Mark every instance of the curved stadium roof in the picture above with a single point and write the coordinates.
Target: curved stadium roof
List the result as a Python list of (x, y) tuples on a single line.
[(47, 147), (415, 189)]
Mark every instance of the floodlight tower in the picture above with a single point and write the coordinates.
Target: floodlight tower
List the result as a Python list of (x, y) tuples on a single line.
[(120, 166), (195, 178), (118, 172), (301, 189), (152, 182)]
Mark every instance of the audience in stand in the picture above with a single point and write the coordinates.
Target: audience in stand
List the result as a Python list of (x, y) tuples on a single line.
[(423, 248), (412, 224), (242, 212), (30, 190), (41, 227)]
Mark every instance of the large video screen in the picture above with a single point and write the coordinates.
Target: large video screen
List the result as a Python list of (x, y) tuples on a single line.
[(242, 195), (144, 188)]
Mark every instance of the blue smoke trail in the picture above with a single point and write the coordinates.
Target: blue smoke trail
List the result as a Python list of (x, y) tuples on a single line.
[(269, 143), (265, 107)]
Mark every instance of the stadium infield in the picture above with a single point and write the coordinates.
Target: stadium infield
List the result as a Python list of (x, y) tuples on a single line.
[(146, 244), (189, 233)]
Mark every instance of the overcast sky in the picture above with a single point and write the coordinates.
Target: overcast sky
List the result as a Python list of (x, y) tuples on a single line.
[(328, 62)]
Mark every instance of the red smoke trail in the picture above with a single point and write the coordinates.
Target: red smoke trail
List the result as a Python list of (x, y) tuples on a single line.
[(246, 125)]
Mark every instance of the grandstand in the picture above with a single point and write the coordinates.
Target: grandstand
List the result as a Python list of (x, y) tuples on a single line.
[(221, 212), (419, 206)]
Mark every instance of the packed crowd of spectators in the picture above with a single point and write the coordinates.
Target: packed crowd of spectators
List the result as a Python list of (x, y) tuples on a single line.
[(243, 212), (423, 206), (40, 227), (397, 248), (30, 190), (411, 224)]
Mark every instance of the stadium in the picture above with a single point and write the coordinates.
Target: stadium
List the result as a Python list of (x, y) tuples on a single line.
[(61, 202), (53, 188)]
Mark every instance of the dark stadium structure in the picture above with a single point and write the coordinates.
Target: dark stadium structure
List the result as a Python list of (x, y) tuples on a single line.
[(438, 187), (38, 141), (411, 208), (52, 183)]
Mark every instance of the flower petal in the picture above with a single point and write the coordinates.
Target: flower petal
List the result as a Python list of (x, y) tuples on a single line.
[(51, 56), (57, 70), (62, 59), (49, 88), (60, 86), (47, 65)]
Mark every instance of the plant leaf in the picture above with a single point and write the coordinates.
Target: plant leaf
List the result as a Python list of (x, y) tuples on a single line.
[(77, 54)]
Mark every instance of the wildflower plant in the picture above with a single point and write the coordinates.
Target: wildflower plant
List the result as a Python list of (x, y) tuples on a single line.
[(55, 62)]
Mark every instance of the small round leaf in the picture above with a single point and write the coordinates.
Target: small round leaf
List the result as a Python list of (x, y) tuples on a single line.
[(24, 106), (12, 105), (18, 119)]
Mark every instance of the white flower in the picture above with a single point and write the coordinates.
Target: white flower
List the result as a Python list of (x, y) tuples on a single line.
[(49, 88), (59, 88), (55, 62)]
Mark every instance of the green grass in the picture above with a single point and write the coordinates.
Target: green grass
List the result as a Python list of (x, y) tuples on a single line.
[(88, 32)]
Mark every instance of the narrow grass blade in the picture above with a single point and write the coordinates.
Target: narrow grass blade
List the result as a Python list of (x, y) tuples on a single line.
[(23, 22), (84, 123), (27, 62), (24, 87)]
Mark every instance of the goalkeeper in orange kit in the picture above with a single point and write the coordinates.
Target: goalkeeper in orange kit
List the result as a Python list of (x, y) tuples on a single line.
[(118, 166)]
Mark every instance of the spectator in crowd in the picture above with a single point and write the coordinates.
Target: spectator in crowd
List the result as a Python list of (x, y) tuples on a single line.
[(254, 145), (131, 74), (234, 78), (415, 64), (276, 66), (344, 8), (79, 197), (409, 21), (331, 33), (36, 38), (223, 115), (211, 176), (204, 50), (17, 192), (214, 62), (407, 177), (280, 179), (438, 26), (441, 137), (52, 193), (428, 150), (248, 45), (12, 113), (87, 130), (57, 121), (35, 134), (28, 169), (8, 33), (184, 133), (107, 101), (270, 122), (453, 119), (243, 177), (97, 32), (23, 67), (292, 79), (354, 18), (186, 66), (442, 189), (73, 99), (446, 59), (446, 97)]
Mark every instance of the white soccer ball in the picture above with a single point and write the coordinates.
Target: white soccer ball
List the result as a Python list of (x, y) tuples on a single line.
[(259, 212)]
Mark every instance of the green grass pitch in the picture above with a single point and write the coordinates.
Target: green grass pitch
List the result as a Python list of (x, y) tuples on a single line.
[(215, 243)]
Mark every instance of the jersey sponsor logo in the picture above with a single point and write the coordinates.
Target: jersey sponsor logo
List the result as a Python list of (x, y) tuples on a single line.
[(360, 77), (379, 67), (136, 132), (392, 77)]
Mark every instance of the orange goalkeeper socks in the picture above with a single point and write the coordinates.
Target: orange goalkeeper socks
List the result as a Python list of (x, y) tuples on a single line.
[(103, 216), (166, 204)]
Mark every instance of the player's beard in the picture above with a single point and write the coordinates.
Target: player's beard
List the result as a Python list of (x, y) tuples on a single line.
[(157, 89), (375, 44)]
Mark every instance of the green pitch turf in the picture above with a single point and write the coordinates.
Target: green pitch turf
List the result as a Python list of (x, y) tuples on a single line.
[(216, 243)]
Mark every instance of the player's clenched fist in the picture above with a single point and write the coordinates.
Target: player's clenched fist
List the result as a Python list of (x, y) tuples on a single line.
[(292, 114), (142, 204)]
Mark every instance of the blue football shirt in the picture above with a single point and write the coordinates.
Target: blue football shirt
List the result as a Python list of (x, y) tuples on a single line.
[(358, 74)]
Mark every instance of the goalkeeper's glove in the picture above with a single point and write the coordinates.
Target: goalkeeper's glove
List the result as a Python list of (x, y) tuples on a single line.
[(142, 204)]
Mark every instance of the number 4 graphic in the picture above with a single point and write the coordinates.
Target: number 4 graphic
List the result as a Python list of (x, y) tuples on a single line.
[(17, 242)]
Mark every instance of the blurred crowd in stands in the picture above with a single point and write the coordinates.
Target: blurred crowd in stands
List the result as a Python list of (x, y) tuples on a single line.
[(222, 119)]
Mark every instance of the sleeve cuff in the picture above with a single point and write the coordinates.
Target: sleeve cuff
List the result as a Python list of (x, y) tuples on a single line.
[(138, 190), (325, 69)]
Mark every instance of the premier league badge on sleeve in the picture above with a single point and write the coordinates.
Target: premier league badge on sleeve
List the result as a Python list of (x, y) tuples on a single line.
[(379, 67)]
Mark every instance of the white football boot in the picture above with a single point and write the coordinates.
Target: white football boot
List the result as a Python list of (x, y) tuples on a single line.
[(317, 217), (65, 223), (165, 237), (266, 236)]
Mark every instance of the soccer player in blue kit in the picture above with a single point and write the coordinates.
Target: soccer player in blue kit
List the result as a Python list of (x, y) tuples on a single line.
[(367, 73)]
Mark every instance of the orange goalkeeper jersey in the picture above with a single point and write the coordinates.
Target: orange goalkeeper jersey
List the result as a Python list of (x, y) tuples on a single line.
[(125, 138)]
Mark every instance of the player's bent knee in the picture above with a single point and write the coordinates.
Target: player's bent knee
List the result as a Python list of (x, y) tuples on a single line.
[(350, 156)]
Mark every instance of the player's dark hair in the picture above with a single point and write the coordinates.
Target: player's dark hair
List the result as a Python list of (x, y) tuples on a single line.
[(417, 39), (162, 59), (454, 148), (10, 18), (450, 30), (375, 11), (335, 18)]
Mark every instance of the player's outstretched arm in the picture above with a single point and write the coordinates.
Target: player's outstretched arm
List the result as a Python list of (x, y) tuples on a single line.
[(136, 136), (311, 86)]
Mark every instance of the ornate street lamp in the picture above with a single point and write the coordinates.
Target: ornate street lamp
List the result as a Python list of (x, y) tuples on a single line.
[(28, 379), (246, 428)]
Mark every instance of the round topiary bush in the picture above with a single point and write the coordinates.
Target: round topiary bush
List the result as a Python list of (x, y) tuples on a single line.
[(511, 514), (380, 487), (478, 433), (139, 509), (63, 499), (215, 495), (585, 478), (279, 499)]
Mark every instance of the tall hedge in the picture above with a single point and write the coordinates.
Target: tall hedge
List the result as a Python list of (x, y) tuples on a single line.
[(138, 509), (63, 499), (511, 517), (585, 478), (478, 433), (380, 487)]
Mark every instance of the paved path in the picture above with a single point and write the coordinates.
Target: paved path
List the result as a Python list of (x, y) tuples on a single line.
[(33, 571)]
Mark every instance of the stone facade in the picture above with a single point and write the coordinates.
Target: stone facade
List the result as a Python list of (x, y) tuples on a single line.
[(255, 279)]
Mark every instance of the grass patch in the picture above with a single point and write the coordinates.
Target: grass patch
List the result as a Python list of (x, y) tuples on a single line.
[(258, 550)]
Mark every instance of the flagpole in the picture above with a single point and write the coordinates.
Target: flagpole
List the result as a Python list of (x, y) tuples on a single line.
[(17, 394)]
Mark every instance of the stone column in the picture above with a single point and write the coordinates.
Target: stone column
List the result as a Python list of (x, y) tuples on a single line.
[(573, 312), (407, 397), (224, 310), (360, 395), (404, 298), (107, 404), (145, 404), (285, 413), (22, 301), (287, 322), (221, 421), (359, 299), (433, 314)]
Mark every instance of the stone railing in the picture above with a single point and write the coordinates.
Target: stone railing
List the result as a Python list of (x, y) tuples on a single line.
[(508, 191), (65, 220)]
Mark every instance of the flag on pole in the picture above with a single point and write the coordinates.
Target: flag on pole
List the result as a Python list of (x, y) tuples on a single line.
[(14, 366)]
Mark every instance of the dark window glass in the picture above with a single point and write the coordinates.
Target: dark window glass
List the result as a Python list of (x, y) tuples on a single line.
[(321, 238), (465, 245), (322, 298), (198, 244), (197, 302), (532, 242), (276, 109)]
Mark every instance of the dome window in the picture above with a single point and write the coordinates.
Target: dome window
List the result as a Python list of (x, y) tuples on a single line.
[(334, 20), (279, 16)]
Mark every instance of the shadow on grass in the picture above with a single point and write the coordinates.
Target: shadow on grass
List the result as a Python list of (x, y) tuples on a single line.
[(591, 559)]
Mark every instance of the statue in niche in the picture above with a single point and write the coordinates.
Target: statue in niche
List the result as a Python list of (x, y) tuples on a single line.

- Stated problem
Rename "Target" to "Label" in the rows from the line containing "Mark every instance of the stone railing" through the end of the rows, and give back only those lines with nothing else changed.

- Answer to the exercise
Mark every instance of the stone railing in the picture above with a single point and write the coordinates.
Label: stone railing
List the result as a Python list of (x, y) tuples on a single line.
[(508, 191), (65, 220)]
Mark every instance of the flag on pole in the picture above with a single point and write the coordinates.
Label: flag on pole
List the result as a Python list of (x, y) tuples on a single line.
[(14, 366)]
Mark every instance of the dark window glass in the picture above with a single point and write the coordinates.
Label: dark window glass
List the result as a Python list of (x, y) tuples on a single line.
[(321, 238), (465, 245), (322, 298), (198, 244), (197, 302), (532, 242), (276, 109)]
Mark every instance of the dome window in the picture above with a single point and write the coordinates.
Label: dome window
List the result as a Python list of (x, y) tuples on a single line.
[(334, 20), (279, 16)]
Mark every instance of the shadow on grass in the picture above with a single point and write the coordinates.
Label: shadow on grass
List the result as a Python list of (x, y) tuples on a single line.
[(591, 559)]
Mark every instance of the statue in niche in the picture above with a single point and write the coordinates.
Label: statue in niche
List the result as a Python list of (x, y) tuples on a single line.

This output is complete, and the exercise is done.